* [Instructions for the task]
Write out all of the rows below line for line without any changes, but leave out the pictures.

[Excerpts from pointing data]
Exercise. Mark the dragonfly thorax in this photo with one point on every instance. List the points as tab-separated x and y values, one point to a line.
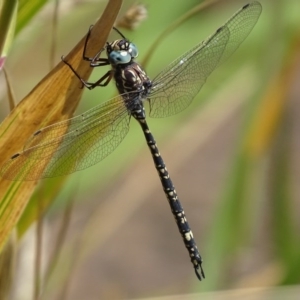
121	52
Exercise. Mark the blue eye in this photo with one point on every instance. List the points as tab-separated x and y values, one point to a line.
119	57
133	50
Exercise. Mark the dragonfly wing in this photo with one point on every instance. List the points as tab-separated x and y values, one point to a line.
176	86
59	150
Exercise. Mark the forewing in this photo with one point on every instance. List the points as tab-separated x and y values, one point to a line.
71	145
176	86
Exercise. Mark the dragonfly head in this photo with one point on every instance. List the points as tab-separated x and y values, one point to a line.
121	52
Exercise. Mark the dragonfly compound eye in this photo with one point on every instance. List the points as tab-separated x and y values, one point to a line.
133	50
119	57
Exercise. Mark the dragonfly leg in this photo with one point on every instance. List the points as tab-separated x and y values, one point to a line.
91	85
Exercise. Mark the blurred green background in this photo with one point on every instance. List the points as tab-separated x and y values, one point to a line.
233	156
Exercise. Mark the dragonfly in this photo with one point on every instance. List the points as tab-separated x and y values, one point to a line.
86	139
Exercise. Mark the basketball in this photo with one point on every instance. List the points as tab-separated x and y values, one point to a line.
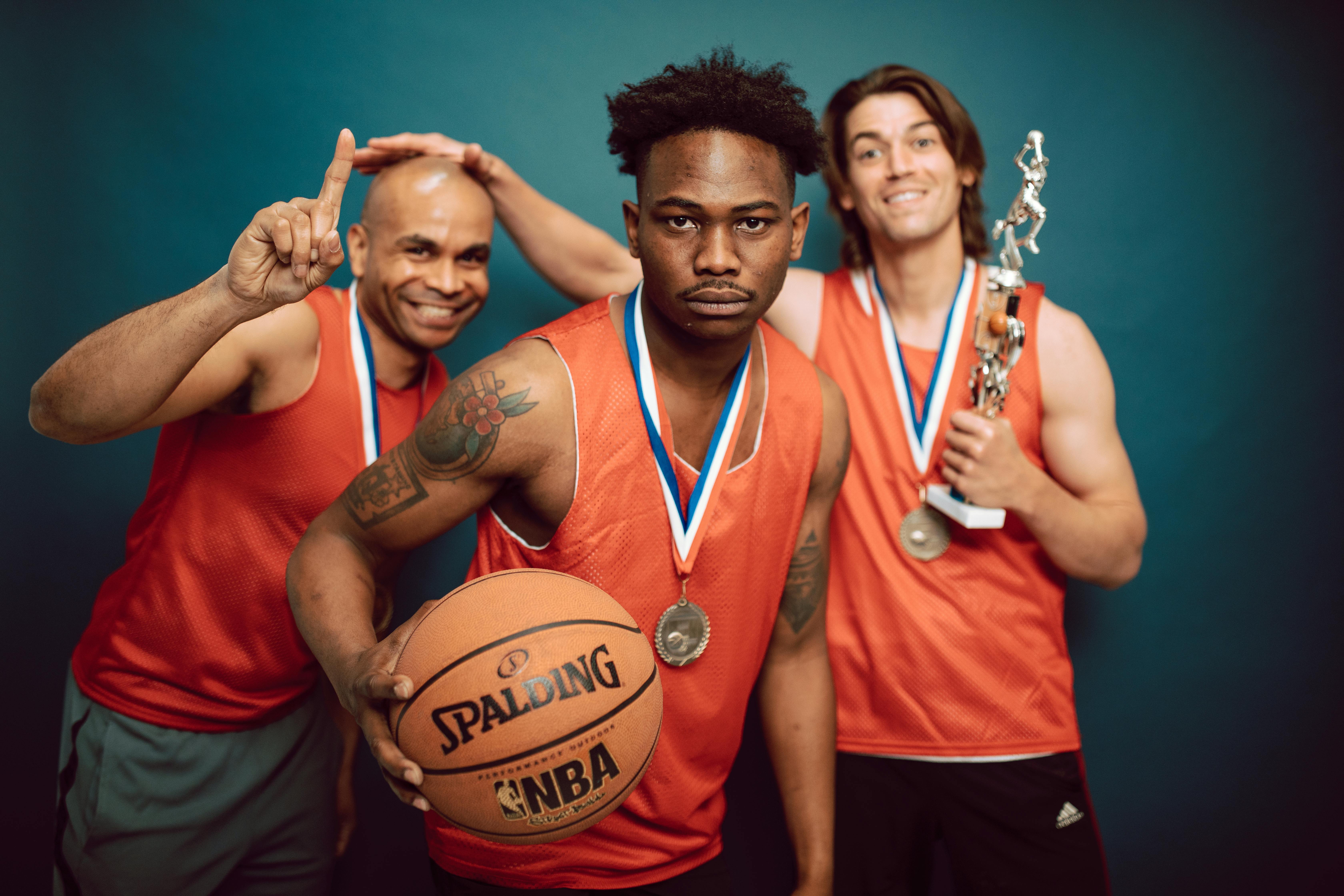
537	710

* [Solution to this problem]
Exercise. Mark the dragonfly thorax in this photo with one point on every instance. List the points as tab-separated x and y values, one point to a line.
121	52
Exercise. Mark the blue eye in this photo with one point on every instance. List the points as tab-separated x and y values, one point to a line.
119	57
133	50
Exercise. Mark the dragonfly wing in this photo with one point on every instance. List the points as tab-separated x and y values, one point to a line.
176	86
59	150
Exercise. Mark the forewing in this photo with one point on every instance. List the points as tab-separated x and y values, one point to a line.
71	145
176	86
Exercise. Mark the dragonfly head in this photo with one point on every instance. List the points as tab-separated x and y values, one point to a line.
121	52
Exercise. Mark the dragonfly compound eye in this photo with one point on every instance. List the points as tab-separated x and y values, one point to a line.
133	50
119	57
Exercise. Mark the dragonfly leg in this photo with one point on every instance. List the points as tab-separated x and y values, one point to a line.
91	85
Exercise. Mark the blurred green background in this photo with one point on every instance. List the points as tab-separated x and y values, one point to a line.
233	156
Exercise. Mark the dragonfly in this photo with one point on every instance. List the points as tab-separated x and y values, one point to a line.
86	139
Exercise. Mark the basketball in this photo with one point on every instance. List the points as tab-separated x and y values, one point to a line.
537	710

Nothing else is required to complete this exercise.